## BEGIN Input records
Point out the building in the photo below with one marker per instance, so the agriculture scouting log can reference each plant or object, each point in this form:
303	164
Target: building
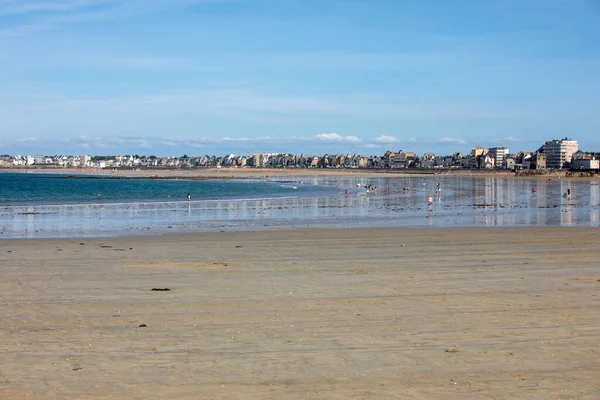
559	152
585	161
498	154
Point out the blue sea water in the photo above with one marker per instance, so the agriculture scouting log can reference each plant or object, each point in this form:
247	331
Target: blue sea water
49	205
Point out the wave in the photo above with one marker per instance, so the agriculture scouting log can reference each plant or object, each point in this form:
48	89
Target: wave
130	204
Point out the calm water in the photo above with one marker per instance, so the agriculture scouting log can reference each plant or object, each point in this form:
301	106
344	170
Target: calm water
44	205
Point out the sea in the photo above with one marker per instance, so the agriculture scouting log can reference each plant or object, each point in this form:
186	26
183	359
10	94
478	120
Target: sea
48	205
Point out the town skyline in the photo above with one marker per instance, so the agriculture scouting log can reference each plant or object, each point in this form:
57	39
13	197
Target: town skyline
553	154
241	76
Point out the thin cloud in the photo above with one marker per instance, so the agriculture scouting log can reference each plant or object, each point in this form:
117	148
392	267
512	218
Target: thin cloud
449	140
386	139
336	137
506	139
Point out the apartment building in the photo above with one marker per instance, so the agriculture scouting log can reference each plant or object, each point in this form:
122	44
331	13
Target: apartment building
559	152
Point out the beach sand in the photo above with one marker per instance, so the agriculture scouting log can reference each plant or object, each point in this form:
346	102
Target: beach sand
496	313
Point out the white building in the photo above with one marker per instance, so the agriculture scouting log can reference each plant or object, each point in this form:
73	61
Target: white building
587	161
559	152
## END Input records
- _What you have to do_: Return all of the material above line for line without changing it, and leave the pictures out.

- _Complete output_:
Point out the building in the photo below with one marker per instance, so the agriculture scouting log can reference each plant or object, each point in this form:
303	164
Target: building
559	152
585	161
498	154
Point out the blue sea water in the photo above with one marker per instance, so the agriculture scouting log can reference each plant or object, each point in this form:
247	331
Target: blue sea water
49	205
Point out the wave in the photo above with one marker per instance, so the agriculture scouting log can reference each plant or object, each point in this form:
48	89
Target: wave
130	204
Point out the calm water in the photo above with one marker per instance, so the agriculture scouting log can reference each plant or object, each point in this form:
301	106
344	170
Target: calm water
44	205
Point out the sea in the photo above with one marker per instance, so the agriculture scouting log can reference each plant or object, each point in this form:
186	26
183	359
10	94
478	120
Target: sea
48	205
Point out the town skyline in the photo above with one marker per instance, so the agriculture scouting log can reference each plant or object, each point in this form:
57	39
13	197
Target: town skyline
553	154
241	76
Point out the thin cloud in the photo above with one marker per instance, so the agriculture scouting log can reference each plant or object, each point in this form:
117	148
392	267
512	218
Target: thin cloud
449	140
386	139
336	137
506	139
Point out the apartment building in the photo above with one marker per instance, so the agriculture scouting log can reference each plant or object, each point in this form:
122	44
331	13
Target: apartment building
559	152
Point out the beach sand in the photo above with one marker per instance, so the agriculture scouting log can reference each plant or object, each point in this form:
346	102
Target: beach sand
496	313
Point out the white building in the photo above with one marker per instance, so the agriculture scouting log can reference each plant or object, each point in this form:
73	61
Target: white building
587	161
559	152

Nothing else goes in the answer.